Each line of the listing that includes the string "tomato" is to be identified and copied.
### MATERIAL TO PROCESS
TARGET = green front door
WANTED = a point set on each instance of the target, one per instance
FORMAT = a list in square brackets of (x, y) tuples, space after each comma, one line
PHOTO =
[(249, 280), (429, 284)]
######
### MATERIAL TO PROCESS
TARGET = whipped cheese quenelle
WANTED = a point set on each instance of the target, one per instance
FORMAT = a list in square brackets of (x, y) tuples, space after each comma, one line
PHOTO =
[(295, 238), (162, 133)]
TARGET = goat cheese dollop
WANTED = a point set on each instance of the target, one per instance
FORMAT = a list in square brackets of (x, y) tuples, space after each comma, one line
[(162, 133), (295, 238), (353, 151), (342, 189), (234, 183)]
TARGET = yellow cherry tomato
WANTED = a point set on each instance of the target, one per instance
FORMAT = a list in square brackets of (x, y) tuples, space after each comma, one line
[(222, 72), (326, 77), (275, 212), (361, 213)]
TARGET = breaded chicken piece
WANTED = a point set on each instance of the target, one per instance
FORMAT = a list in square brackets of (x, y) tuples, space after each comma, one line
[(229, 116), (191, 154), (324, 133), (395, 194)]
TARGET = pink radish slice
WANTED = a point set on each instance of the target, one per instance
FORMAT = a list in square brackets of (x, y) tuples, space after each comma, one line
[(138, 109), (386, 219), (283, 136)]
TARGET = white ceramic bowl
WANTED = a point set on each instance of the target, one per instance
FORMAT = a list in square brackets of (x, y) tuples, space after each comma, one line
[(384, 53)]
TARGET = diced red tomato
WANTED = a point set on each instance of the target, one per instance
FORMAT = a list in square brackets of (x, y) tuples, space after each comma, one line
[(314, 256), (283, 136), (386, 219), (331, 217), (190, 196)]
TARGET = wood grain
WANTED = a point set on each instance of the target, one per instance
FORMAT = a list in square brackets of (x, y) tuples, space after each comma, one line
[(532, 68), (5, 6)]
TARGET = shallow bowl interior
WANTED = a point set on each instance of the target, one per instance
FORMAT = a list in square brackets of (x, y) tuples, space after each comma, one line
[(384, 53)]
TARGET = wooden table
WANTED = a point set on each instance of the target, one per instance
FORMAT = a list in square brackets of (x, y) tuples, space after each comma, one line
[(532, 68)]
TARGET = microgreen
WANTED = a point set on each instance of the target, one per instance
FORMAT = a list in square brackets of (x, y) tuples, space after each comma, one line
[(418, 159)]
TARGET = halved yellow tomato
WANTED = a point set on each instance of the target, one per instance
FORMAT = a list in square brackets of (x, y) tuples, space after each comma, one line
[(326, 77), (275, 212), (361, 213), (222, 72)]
######
### MATERIAL TO PROCESS
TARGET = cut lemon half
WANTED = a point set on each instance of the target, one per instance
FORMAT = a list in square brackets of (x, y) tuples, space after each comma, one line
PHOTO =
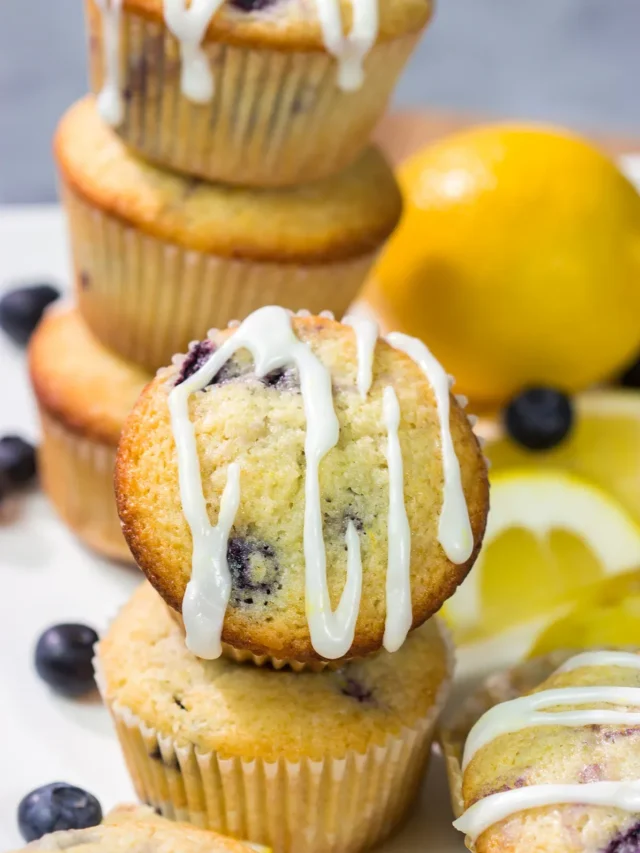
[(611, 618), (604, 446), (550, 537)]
######
# EXERCISE ANSWER:
TARGET = yellow cherry tomato
TARGET = diced red tomato
TARGET = halved yellow tomato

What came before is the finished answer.